Exercise details:
Reproduce the lines of the listing below unchanged, from the line with "Mark the moss." through the end of the listing, both ends included.

Material for the task:
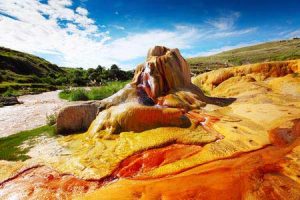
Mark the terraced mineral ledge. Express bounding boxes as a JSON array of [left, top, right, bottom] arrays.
[[0, 46, 300, 199]]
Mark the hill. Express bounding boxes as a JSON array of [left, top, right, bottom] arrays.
[[187, 38, 300, 74], [0, 47, 133, 96], [0, 47, 65, 94]]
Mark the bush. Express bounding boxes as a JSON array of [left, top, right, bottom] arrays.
[[2, 87, 19, 97], [59, 81, 128, 101], [46, 114, 57, 126], [59, 88, 89, 101]]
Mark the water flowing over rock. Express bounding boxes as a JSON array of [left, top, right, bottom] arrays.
[[0, 46, 300, 200]]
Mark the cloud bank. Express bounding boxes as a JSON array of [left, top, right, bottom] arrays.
[[0, 0, 256, 68]]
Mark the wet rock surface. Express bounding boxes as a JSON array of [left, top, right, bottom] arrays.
[[0, 47, 300, 199]]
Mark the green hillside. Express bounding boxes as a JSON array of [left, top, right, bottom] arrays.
[[0, 47, 133, 97], [187, 38, 300, 74], [0, 47, 65, 95]]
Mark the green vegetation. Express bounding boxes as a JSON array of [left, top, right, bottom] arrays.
[[46, 114, 57, 126], [187, 38, 300, 74], [0, 125, 55, 161], [59, 81, 129, 101], [0, 47, 133, 97]]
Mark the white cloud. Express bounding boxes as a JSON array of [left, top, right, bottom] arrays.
[[206, 12, 240, 30], [76, 7, 89, 16], [0, 0, 254, 68], [111, 25, 125, 30], [287, 29, 300, 38]]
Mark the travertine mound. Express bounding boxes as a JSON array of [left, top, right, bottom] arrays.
[[88, 46, 234, 136]]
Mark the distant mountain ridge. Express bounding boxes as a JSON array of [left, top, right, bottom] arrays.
[[0, 47, 63, 76], [187, 38, 300, 75]]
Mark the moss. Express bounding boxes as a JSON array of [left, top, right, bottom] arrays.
[[0, 125, 55, 161]]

Reply to the exercise:
Mark the moss. Express bounding boxes as a JSON array of [left, top, right, bottom] arrays.
[[0, 125, 55, 161]]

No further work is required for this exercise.